▸ REQUIREMENT: Work through the data line by line, gathering every line that has the word "left".

[Phrase grounding data]
══════════

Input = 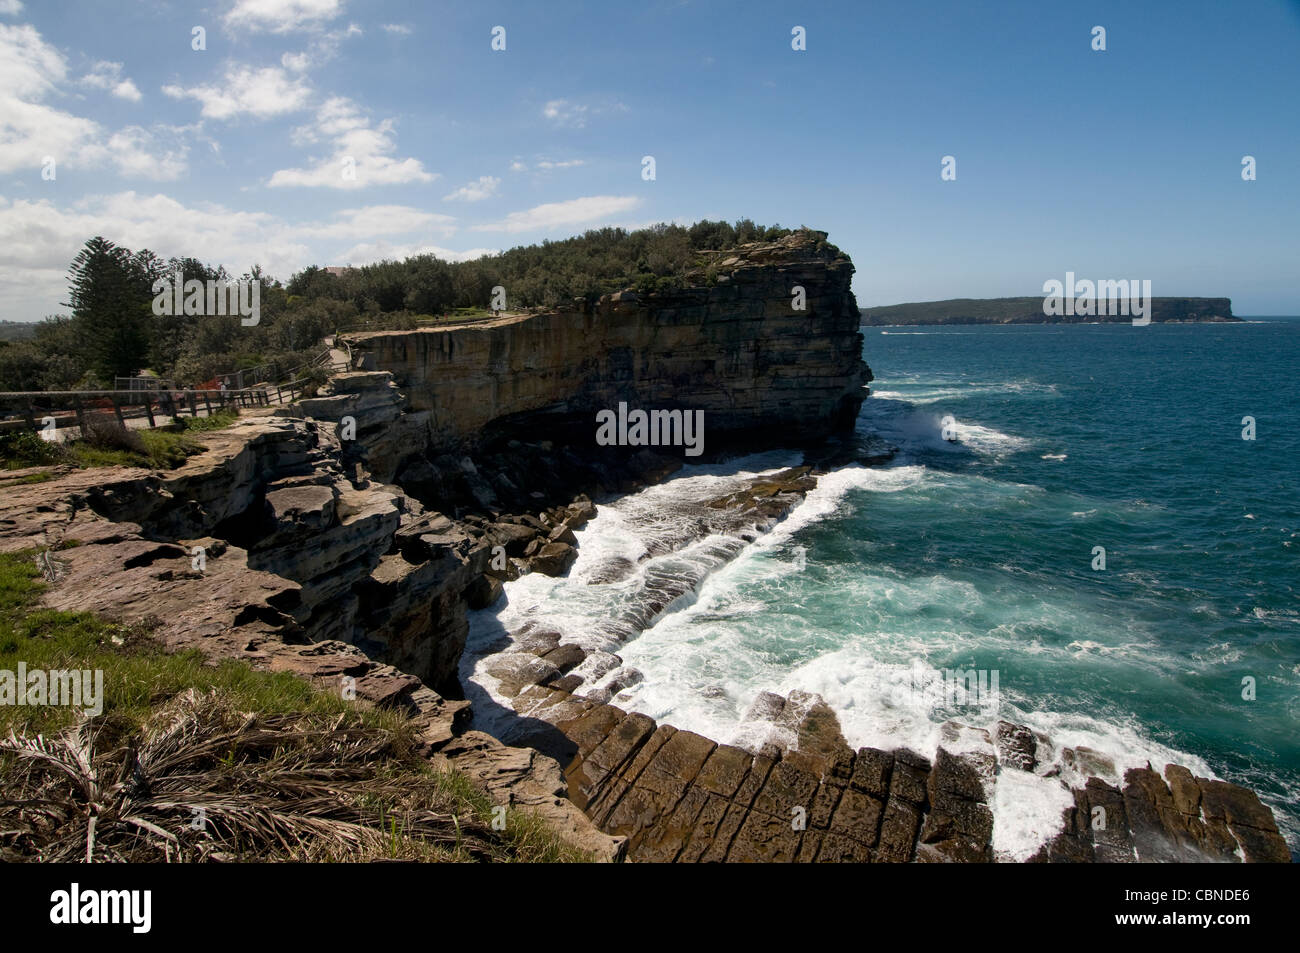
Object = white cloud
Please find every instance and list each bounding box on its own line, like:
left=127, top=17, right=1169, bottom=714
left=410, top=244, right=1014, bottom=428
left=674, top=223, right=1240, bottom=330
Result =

══════════

▸ WRITTEN RESPONSE:
left=127, top=17, right=1169, bottom=714
left=410, top=244, right=1014, bottom=428
left=674, top=223, right=1240, bottom=330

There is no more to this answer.